— TASK DETAILS —
List every line of the listing below that contains the word "Target", matching case exactly.

— TASK DATA —
==*==
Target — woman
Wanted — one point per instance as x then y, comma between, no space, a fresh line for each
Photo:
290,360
==*==
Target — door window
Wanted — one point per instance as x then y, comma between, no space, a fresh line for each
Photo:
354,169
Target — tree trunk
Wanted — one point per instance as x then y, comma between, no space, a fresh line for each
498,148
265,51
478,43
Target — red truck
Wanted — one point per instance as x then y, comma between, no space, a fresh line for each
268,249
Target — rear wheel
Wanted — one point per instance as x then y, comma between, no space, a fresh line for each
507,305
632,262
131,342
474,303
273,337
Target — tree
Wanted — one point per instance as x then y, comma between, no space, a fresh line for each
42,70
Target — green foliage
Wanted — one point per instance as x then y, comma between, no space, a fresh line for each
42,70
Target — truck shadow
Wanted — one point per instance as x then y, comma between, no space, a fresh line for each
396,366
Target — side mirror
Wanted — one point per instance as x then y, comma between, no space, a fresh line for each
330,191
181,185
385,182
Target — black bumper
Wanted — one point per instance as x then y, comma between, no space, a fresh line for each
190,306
==*==
— RESULT OF THIS EXERCISE —
Target — woman
Target — door window
Target — tree trunk
Target — red truck
Target — rear wheel
Target — tree
Target — green foliage
Target — truck shadow
Target — side mirror
Target — black bumper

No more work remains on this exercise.